──────── RECORDED INFORMATION

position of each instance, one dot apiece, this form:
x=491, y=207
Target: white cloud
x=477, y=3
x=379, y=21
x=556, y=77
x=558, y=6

────────────────

**SET EXERCISE:** Reproduce every one of the saved data entries above line for line, changing nothing.

**ANSWER IN FULL:**
position of each instance, one dot apiece, this form:
x=491, y=207
Target: white cloud
x=477, y=3
x=379, y=21
x=556, y=77
x=558, y=6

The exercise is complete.